▶ Task requirements:
Rewrite the lines starting with the one containing "Category: cockpit side window" and going on through the one containing "the photo below.", substituting "coord" for each "pixel" and keeping everything else as it is.

▶ Saved dataset items:
** start **

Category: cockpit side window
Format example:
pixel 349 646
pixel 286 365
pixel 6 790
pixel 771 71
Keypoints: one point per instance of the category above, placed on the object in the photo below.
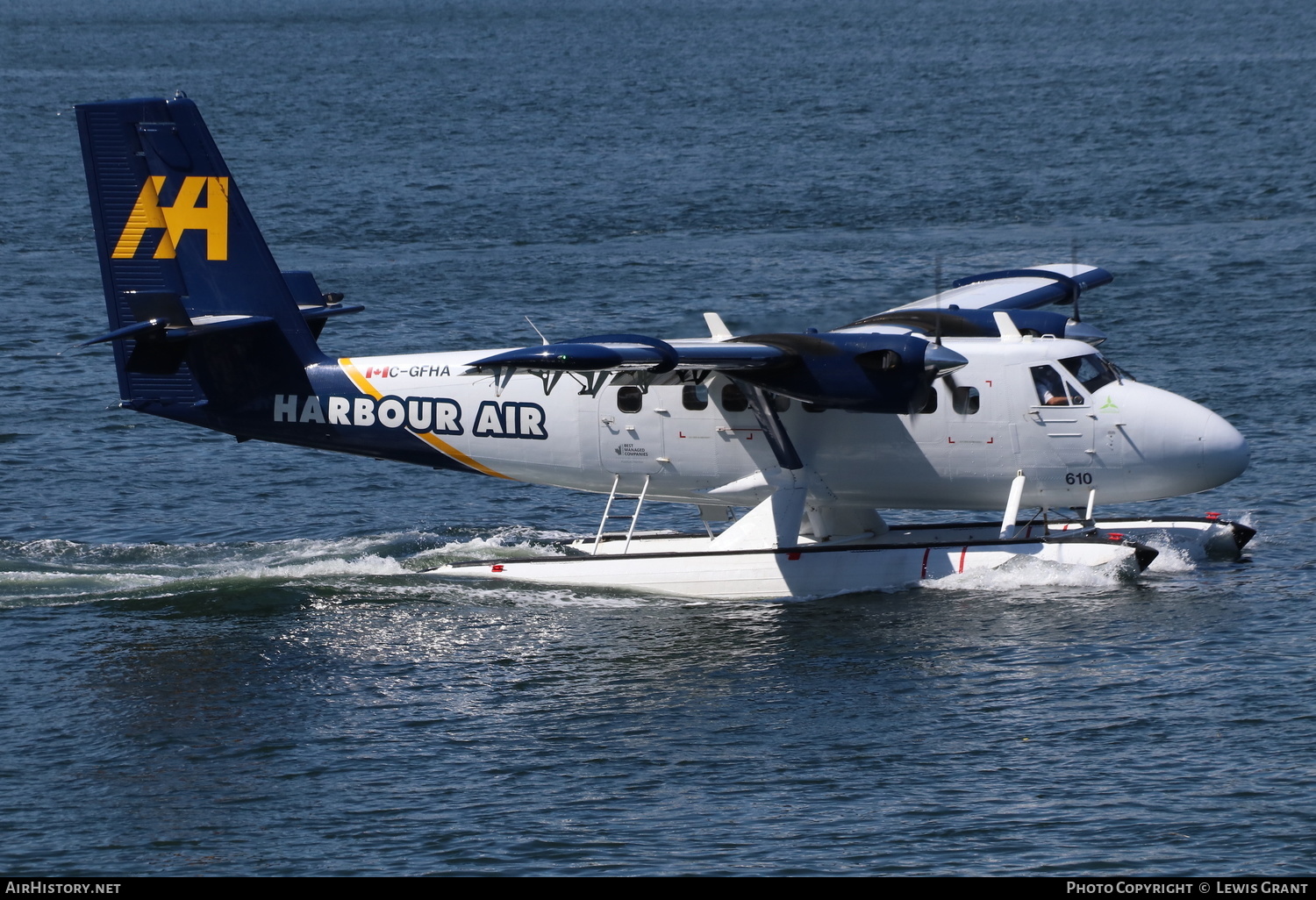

** end **
** start **

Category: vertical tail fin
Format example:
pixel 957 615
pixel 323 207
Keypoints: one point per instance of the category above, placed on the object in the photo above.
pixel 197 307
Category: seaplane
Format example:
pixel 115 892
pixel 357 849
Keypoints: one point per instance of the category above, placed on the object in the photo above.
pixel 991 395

** end **

▶ Answer to this problem:
Category: cockpit side window
Format example:
coord 349 646
coord 286 365
coord 6 790
coord 771 71
Keypoints: one point per instance of the category above, placed on the object in the photo below.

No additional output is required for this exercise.